First external PDF, pg 169 first talks about the ROM resident Basic I/O System
(BIOS). From that point on, the text refers to this as BIOS, and says that a
complete listing is provided in appendix A -- which has nothing concerning to
IO.SYS. So it seems IBM considered only the ROM based part BIOS, without the
IO.SYS part on the diskette. Even ROM BIOS seems to be a misnomer according to
this document. But, as the BIOS sits in ROM and provides services, it is easy
to see people talking about ROM BIOS and BIOS services.

As the 5150 has no hard disk, we need the 5160 manual for the HD boot
protocol: pg 417 and 419 of
[https://www.pcjs.org/pubs/pc/reference/ibm/5160/techref/](https://www.pcjs.org/pubs/pc/reference/ibm/5160/techref/).
It reads the first sector from the HD, and checks if the last 2 bytes have a
specific value. If yes, it executes whatever it found there.

**PROBLEM TO WORK ON:** Rewrite the passage on the IBM PC BIOS, starting with "First external PDF, pg" and going on through "it found there.", and put "floppy disk" wherever "diskette" appears.

**RECORDED DATA:**

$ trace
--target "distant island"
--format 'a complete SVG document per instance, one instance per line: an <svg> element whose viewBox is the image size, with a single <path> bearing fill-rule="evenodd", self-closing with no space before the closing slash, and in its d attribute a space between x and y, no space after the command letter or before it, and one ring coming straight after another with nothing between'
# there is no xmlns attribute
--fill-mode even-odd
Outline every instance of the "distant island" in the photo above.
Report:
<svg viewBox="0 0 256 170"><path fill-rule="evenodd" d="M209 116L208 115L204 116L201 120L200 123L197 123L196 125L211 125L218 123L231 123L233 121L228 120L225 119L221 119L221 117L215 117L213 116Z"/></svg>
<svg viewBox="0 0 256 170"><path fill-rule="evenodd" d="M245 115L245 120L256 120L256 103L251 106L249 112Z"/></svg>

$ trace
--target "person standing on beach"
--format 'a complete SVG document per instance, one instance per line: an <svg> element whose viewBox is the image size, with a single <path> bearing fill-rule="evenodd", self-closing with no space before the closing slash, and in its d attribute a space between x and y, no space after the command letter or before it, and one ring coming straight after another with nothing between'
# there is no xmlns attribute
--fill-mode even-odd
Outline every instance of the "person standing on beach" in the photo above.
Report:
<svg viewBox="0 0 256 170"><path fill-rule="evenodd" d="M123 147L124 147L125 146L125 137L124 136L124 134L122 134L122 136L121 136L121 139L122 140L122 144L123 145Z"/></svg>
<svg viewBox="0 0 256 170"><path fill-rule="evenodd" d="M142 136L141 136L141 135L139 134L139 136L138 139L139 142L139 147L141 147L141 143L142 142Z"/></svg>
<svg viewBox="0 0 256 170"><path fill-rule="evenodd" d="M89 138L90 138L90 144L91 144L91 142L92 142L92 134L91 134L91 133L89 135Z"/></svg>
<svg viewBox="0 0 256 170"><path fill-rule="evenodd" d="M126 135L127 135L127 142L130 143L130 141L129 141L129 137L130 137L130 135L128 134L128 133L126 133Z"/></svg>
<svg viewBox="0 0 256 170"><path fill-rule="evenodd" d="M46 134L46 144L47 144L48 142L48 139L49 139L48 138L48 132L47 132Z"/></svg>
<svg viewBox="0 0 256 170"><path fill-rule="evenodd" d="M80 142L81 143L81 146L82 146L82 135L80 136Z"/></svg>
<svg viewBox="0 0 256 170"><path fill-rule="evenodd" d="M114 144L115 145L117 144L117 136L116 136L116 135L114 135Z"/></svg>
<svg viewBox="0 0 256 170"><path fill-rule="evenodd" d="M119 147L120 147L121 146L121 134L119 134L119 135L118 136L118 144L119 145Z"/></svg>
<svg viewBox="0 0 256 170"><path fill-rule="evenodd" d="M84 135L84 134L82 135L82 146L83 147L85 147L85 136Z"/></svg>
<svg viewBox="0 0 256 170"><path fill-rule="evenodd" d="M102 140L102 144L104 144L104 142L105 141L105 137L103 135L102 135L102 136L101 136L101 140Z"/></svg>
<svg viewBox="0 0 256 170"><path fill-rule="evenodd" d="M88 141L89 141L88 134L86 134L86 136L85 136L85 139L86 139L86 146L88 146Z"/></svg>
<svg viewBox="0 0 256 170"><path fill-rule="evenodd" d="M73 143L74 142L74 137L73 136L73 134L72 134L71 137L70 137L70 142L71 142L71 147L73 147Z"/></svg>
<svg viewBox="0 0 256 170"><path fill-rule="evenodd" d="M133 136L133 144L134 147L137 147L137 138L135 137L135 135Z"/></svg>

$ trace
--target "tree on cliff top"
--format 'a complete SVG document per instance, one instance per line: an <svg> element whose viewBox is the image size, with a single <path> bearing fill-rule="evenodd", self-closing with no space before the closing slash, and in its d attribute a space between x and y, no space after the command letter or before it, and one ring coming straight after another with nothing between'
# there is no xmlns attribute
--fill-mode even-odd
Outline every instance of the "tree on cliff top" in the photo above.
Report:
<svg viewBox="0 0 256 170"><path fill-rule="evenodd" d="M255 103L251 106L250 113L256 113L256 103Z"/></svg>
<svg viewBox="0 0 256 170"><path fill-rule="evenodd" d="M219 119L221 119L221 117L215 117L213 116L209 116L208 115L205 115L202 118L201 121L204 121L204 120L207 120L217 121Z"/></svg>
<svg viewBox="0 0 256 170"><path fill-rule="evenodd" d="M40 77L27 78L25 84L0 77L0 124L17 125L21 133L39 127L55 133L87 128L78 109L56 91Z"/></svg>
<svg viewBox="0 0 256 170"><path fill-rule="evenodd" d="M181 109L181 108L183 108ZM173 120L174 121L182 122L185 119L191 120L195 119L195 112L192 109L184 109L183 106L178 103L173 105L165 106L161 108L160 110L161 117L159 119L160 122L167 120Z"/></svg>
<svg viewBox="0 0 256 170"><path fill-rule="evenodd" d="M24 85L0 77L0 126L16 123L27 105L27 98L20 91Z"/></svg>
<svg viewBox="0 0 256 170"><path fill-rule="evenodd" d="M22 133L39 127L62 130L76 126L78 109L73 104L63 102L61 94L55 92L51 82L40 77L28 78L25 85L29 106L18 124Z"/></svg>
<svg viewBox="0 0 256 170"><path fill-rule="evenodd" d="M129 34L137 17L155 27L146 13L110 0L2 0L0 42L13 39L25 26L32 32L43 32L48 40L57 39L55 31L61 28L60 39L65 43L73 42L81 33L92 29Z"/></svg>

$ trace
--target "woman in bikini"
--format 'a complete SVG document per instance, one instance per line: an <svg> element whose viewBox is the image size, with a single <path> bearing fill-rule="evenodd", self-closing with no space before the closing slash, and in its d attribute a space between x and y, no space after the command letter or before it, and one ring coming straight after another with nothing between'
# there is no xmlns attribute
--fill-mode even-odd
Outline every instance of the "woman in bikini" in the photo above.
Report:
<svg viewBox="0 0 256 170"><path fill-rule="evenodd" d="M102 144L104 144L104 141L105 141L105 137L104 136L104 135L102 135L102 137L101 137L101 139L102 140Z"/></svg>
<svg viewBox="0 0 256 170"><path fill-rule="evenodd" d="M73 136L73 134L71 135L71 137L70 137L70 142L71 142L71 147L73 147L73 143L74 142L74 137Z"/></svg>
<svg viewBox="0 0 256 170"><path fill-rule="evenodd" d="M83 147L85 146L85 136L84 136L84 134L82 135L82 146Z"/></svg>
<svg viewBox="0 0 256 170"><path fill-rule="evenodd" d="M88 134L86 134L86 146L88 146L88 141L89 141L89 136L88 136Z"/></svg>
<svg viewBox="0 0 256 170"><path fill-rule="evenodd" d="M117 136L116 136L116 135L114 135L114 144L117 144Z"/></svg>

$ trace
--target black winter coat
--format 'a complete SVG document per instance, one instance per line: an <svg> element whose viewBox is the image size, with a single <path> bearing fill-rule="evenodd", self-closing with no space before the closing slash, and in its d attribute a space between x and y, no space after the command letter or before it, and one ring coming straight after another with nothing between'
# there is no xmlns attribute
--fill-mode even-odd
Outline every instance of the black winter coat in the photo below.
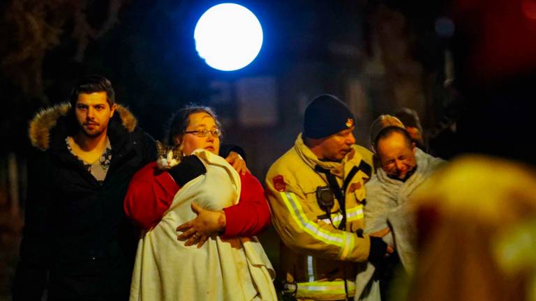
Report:
<svg viewBox="0 0 536 301"><path fill-rule="evenodd" d="M128 300L138 233L123 201L131 178L156 159L154 141L118 106L107 135L112 160L101 184L67 149L77 130L62 105L30 124L26 219L13 299Z"/></svg>

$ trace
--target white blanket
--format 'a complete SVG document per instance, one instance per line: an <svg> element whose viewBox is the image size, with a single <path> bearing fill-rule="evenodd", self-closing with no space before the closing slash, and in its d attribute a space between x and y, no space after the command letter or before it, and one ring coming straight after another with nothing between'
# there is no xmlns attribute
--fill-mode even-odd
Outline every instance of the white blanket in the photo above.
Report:
<svg viewBox="0 0 536 301"><path fill-rule="evenodd" d="M238 203L240 178L222 157L194 152L207 173L186 184L162 220L142 236L131 286L135 300L276 300L274 268L257 238L210 238L200 249L177 239L195 218L191 203L219 210Z"/></svg>

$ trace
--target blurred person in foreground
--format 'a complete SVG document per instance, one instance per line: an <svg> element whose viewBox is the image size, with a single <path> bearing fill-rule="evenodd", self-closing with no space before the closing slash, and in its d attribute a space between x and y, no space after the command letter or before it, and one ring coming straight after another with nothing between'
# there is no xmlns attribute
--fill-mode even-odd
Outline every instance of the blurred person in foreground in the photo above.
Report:
<svg viewBox="0 0 536 301"><path fill-rule="evenodd" d="M371 126L371 145L380 168L365 185L365 233L388 229L383 240L395 252L376 267L362 265L356 299L387 300L395 268L401 263L406 273L413 271L416 233L412 196L445 162L417 147L404 125L396 117L381 115Z"/></svg>
<svg viewBox="0 0 536 301"><path fill-rule="evenodd" d="M465 155L417 192L414 279L394 300L536 300L536 172Z"/></svg>
<svg viewBox="0 0 536 301"><path fill-rule="evenodd" d="M25 226L15 300L126 300L137 229L123 211L131 178L156 159L154 141L90 76L70 103L38 113L29 136Z"/></svg>
<svg viewBox="0 0 536 301"><path fill-rule="evenodd" d="M335 96L315 98L295 146L268 171L285 300L352 298L356 263L376 263L392 252L363 232L372 153L355 144L354 124L350 109Z"/></svg>
<svg viewBox="0 0 536 301"><path fill-rule="evenodd" d="M426 152L428 148L426 147L426 143L424 141L422 125L421 125L421 120L419 118L419 115L417 115L417 111L410 108L405 107L395 113L394 117L399 118L399 120L404 125L405 130L408 131L408 134L409 134L410 137L411 137L411 140L415 144L415 146L419 148L421 150Z"/></svg>

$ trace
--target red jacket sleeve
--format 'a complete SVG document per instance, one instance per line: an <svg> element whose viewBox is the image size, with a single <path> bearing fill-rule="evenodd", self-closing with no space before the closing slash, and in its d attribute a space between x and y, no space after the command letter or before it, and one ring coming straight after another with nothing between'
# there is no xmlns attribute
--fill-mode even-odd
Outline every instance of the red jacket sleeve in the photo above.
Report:
<svg viewBox="0 0 536 301"><path fill-rule="evenodd" d="M160 222L180 187L156 162L140 169L132 178L124 203L126 216L143 229Z"/></svg>
<svg viewBox="0 0 536 301"><path fill-rule="evenodd" d="M223 238L253 236L270 225L270 208L265 198L265 190L251 173L240 173L240 201L224 208L225 231Z"/></svg>

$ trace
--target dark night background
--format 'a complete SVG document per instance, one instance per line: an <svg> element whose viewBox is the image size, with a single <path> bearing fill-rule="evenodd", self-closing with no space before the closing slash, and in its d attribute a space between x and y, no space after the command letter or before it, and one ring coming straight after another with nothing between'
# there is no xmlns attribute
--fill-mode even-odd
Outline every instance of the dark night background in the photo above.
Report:
<svg viewBox="0 0 536 301"><path fill-rule="evenodd" d="M407 107L436 155L536 162L536 1L234 1L257 15L264 41L251 65L230 72L206 65L193 38L197 20L219 3L0 4L0 300L9 299L23 224L28 121L66 101L84 75L108 77L117 102L155 139L184 104L213 106L225 141L244 147L261 182L293 144L307 102L323 93L348 103L357 143L367 147L372 121ZM259 85L268 96L256 97ZM255 122L266 117L248 106L255 102L271 109L268 121ZM272 238L271 229L260 238L276 266Z"/></svg>

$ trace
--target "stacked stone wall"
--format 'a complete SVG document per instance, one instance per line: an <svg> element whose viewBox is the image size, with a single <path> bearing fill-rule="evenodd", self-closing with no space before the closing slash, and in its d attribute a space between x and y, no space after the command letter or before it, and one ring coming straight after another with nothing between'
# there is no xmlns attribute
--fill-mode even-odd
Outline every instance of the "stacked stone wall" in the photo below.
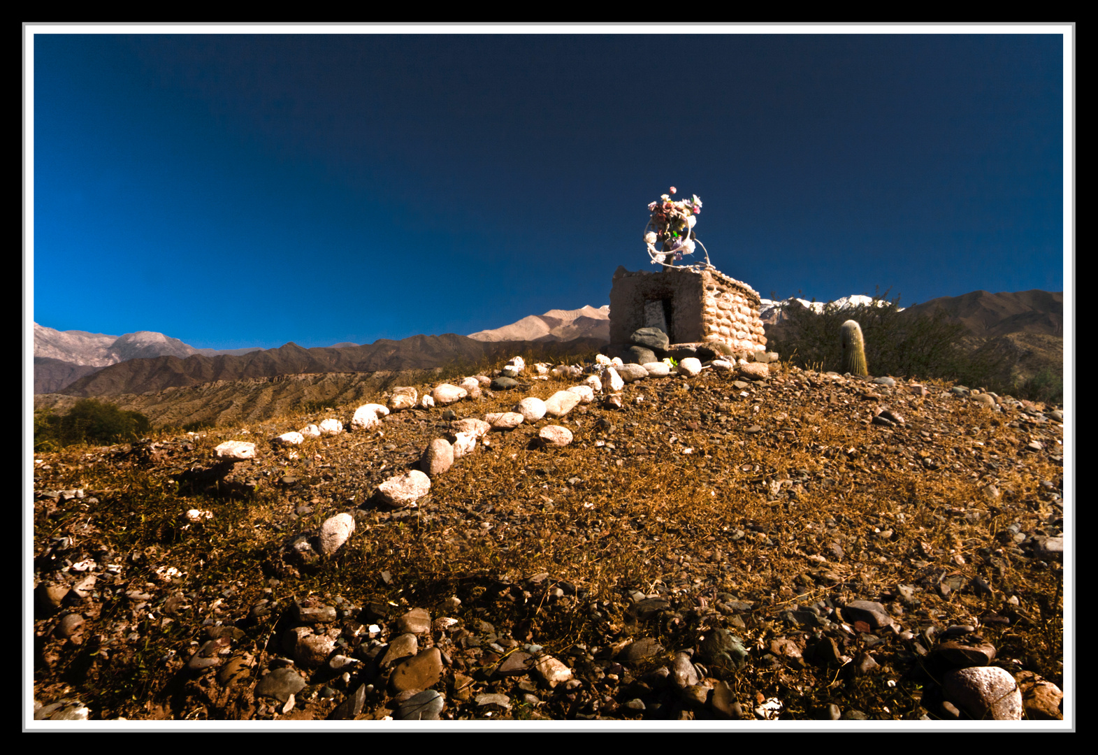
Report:
<svg viewBox="0 0 1098 755"><path fill-rule="evenodd" d="M610 288L610 343L628 344L634 331L651 326L645 304L670 302L666 333L673 343L725 343L736 351L764 352L759 293L715 267L630 273L619 267Z"/></svg>

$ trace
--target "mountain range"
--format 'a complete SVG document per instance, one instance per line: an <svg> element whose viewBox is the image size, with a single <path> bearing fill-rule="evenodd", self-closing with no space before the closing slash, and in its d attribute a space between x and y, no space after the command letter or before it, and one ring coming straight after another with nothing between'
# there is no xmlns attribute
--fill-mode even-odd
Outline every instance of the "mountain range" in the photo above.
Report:
<svg viewBox="0 0 1098 755"><path fill-rule="evenodd" d="M836 303L856 306L869 300L855 296ZM1007 353L1013 376L1024 378L1045 368L1063 375L1063 302L1062 292L973 291L912 306L908 312L943 311L949 321L964 325L972 349ZM768 334L782 327L786 308L800 306L822 308L795 299L763 301L761 315ZM416 335L320 348L288 343L270 349L216 352L148 331L112 336L59 332L37 323L34 336L36 409L61 410L81 397L111 396L119 406L142 411L154 422L183 423L269 417L289 401L354 400L377 379L388 381L392 378L385 376L402 370L472 368L485 359L514 354L537 354L550 360L554 354L595 352L609 340L609 308L550 310L469 336ZM240 381L247 385L235 385ZM261 390L255 392L256 386ZM240 390L255 395L243 399ZM213 401L220 407L216 410L210 403L211 391L220 397Z"/></svg>

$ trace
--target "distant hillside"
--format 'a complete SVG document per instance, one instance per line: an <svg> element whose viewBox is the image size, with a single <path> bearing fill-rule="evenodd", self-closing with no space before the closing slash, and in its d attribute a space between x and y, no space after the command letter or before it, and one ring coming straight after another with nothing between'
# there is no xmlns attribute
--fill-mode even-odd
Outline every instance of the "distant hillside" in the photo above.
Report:
<svg viewBox="0 0 1098 755"><path fill-rule="evenodd" d="M778 302L785 308L805 307L804 300ZM855 302L856 303L856 302ZM821 307L813 307L821 311ZM993 356L1000 365L995 379L1000 387L1026 381L1041 373L1064 374L1064 295L1062 291L989 293L973 291L941 297L904 310L901 319L942 312L946 322L961 324L964 348L973 357ZM782 343L788 337L785 312L773 311L766 337Z"/></svg>
<svg viewBox="0 0 1098 755"><path fill-rule="evenodd" d="M58 331L34 323L34 392L52 393L71 382L127 359L194 354L247 354L258 348L194 348L164 333L137 331L124 335Z"/></svg>
<svg viewBox="0 0 1098 755"><path fill-rule="evenodd" d="M597 338L578 338L535 347L529 342L481 342L453 333L414 335L402 341L382 338L369 345L347 348L302 348L288 343L279 348L243 356L192 355L186 359L176 356L130 359L82 377L59 392L82 397L114 396L183 388L215 380L270 378L279 375L432 369L460 364L471 366L485 358L509 356L531 348L539 348L545 353L553 349L594 352L603 343Z"/></svg>
<svg viewBox="0 0 1098 755"><path fill-rule="evenodd" d="M34 392L36 395L56 393L85 375L91 375L100 369L102 367L77 365L48 356L36 356L34 357Z"/></svg>
<svg viewBox="0 0 1098 755"><path fill-rule="evenodd" d="M934 310L944 311L951 321L964 324L971 335L981 338L1009 333L1064 335L1063 291L973 291L960 297L931 299L908 311L918 315Z"/></svg>

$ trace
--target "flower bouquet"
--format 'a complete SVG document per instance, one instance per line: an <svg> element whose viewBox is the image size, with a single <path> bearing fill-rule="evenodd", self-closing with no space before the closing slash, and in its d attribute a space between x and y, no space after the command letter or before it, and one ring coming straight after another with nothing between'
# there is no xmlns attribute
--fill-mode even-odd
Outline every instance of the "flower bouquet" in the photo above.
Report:
<svg viewBox="0 0 1098 755"><path fill-rule="evenodd" d="M709 253L694 234L694 224L702 212L702 200L694 195L691 199L672 201L671 195L675 191L675 187L671 187L671 193L661 196L648 206L648 211L651 212L645 227L648 256L653 265L673 267L673 263L682 259L684 254L694 254L694 249L701 246L708 265ZM656 249L657 243L661 245L660 251Z"/></svg>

**SOLUTION TO THE EXERCISE:**
First external PDF, pg 169 first talks about the ROM resident Basic I/O System
(BIOS). From that point on, the text refers to this as BIOS, and says that a
complete listing is provided in appendix A -- which has nothing concerning to
IO.SYS. So it seems IBM considered only the ROM based part BIOS, without the
IO.SYS part on the floppy disk. Even ROM BIOS seems to be a misnomer according to
this document. But, as the BIOS sits in ROM and provides services, it is easy
to see people talking about ROM BIOS and BIOS services.

As the 5150 has no hard disk, we need the 5160 manual for the HD boot
protocol: pg 417 and 419 of
[https://www.pcjs.org/pubs/pc/reference/ibm/5160/techref/](https://www.pcjs.org/pubs/pc/reference/ibm/5160/techref/).
It reads the first sector from the HD, and checks if the last 2 bytes have a
specific value. If yes, it executes whatever it found there.